WHAT IS EXPECTED: Nothing but the lines from the one containing "of the rough" to the end of the data should be returned, each exactly as written.

DATA FOR THE TASK:
########
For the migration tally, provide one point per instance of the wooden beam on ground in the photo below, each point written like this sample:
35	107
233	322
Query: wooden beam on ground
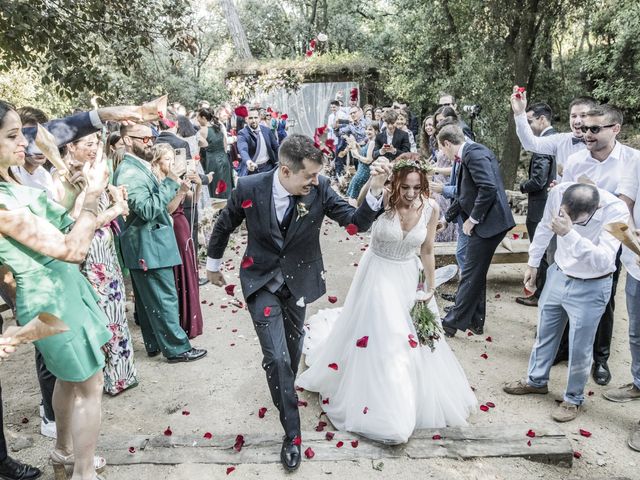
550	445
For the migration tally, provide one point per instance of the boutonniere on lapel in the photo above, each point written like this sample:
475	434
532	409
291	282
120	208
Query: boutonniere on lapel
302	210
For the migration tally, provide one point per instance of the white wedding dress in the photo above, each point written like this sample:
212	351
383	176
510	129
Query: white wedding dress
388	389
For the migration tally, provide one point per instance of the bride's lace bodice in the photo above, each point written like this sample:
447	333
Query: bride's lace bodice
388	240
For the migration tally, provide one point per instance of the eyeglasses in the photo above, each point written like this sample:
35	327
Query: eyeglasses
145	139
595	128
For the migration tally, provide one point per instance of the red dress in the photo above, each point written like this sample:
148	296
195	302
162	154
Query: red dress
186	276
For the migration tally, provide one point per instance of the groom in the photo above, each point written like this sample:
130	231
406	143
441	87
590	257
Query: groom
282	268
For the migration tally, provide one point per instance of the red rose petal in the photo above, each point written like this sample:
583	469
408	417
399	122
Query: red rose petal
239	443
221	187
246	262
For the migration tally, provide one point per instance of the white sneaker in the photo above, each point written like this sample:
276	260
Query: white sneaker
48	428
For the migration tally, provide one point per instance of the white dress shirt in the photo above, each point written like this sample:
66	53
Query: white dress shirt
561	144
606	174
586	251
281	202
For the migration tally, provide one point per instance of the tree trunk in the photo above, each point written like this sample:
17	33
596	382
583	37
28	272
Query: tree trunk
236	30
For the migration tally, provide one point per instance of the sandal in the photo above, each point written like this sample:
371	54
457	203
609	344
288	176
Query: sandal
59	462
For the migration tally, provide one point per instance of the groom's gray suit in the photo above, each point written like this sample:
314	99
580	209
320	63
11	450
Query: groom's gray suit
286	268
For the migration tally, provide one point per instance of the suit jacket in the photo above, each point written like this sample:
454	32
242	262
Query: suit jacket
542	171
247	143
147	240
64	130
297	256
481	192
400	141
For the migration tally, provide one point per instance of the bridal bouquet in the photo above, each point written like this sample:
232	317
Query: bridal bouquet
424	320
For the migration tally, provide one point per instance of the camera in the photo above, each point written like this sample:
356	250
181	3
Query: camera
473	110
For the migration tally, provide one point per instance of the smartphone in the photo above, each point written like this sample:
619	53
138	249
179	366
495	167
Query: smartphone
180	161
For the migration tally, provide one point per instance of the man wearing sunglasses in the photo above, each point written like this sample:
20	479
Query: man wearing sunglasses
605	162
578	286
149	248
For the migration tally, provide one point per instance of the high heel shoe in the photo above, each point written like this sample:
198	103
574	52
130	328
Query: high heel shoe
59	462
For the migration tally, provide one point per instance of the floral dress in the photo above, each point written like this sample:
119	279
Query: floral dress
102	269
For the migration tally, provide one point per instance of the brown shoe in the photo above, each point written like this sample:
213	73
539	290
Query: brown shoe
531	301
625	393
521	387
565	412
634	439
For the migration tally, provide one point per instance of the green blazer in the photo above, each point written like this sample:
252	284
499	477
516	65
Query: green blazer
148	240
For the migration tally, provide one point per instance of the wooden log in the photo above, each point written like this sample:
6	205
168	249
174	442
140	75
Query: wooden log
550	445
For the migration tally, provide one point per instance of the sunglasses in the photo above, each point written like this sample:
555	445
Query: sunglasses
145	140
595	128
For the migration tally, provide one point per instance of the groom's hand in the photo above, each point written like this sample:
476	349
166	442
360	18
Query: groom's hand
216	278
380	171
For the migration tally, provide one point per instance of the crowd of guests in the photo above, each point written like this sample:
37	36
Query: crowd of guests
128	201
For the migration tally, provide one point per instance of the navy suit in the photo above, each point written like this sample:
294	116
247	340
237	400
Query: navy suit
247	143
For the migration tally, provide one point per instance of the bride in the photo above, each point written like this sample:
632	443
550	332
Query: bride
372	378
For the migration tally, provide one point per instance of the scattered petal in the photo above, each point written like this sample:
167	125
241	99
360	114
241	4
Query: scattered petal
246	262
352	229
239	443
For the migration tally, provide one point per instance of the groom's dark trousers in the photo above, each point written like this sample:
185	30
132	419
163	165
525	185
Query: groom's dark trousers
285	272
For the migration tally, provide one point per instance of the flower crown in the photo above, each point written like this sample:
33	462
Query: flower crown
424	167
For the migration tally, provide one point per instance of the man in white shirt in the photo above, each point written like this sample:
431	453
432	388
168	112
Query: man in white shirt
605	162
578	284
629	190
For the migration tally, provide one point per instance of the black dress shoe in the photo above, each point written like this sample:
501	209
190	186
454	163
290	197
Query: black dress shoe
11	469
601	373
290	455
188	356
449	297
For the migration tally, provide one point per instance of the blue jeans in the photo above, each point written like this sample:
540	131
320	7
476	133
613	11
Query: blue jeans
584	302
632	290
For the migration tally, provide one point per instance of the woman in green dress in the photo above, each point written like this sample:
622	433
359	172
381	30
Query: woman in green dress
44	262
215	158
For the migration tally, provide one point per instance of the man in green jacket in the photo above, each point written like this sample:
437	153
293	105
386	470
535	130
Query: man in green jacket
149	248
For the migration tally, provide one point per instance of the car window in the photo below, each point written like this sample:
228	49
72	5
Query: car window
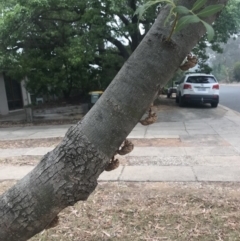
201	79
181	80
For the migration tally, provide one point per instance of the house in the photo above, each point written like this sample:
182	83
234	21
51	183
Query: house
13	94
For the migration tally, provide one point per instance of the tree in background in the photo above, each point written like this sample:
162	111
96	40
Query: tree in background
69	173
68	47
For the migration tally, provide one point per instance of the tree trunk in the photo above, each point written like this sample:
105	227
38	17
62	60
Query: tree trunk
69	173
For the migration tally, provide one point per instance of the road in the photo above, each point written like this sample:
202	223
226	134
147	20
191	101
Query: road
230	96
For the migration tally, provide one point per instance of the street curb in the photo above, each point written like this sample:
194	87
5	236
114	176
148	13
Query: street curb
228	109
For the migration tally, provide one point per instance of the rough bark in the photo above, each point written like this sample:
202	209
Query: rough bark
69	173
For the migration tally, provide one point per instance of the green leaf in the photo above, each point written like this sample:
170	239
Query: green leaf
210	10
181	10
184	21
198	4
210	31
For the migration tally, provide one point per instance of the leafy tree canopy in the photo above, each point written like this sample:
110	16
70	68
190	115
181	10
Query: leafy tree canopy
76	46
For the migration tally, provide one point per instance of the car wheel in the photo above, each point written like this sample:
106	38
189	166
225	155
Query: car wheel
177	99
214	105
181	101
########
CORRECT OUTPUT:
For the migration tally, provide one point per instance of the rough bark in the photo above, each point written like this sample:
202	209
Query: rough bark
69	173
For the migration tally, provide one point per instance of the green leaf in the photo above, each point written like this sample:
170	239
Query: green leaf
210	10
181	10
184	21
198	4
210	31
For the migration tally, provide one point per instance of the leafy tree canopy in the photo above, each point written like this sample:
110	16
70	68
190	115
181	10
Query: leafy tree canopy
76	46
For the migration tally, provide one point per instance of the car wheel in the photo above, each point written like this sample:
106	38
189	166
225	155
Query: car wheel
177	99
214	105
181	101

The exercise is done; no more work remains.